**ASSIGNMENT**
Copy out each line of the data that includes the string "dark".

**INFORMATION SHOWN**
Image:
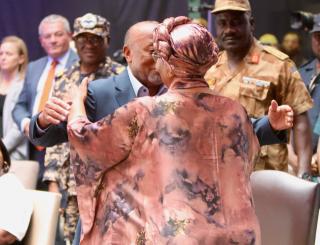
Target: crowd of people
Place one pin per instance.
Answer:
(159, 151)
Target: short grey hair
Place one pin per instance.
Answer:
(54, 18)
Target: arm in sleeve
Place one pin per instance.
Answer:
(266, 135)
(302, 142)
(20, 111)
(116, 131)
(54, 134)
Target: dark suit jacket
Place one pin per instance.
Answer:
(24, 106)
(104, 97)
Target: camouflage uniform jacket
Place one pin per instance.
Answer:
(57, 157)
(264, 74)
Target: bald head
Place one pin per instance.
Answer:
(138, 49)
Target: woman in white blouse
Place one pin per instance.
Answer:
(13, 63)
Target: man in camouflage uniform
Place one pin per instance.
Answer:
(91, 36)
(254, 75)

* * *

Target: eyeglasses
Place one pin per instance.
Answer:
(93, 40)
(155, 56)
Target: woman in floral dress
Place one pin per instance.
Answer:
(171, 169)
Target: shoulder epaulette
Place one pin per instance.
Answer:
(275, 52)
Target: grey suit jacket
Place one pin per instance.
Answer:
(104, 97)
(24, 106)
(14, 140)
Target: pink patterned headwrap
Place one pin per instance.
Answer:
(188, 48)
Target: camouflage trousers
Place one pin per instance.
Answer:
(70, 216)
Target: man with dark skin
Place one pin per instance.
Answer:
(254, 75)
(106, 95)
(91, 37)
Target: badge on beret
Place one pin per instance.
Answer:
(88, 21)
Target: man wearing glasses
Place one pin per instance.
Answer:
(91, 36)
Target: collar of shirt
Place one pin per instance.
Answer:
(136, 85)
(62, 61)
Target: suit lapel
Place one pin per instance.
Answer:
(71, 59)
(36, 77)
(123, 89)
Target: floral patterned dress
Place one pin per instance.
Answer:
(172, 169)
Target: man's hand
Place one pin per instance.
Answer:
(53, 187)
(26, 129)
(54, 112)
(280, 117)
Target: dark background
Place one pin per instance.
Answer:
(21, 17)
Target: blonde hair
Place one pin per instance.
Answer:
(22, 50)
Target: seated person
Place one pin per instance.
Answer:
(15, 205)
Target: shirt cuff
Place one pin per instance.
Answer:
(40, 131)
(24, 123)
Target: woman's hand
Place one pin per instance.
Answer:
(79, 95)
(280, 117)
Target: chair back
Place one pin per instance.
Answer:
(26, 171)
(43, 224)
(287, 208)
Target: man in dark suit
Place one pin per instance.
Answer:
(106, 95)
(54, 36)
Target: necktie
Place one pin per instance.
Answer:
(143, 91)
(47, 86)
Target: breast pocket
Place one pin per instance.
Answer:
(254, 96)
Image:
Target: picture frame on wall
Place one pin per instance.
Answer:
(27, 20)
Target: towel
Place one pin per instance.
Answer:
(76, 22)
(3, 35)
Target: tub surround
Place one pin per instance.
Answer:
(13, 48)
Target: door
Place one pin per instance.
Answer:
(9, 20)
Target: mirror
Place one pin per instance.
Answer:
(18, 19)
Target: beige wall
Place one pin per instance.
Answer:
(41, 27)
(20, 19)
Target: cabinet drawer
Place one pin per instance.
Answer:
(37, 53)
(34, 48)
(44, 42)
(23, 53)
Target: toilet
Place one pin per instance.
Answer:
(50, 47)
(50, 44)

**TASK OUTPUT**
Target: dark suit jacket
Target: man with dark skin
Target: dark background
Target: man in dark suit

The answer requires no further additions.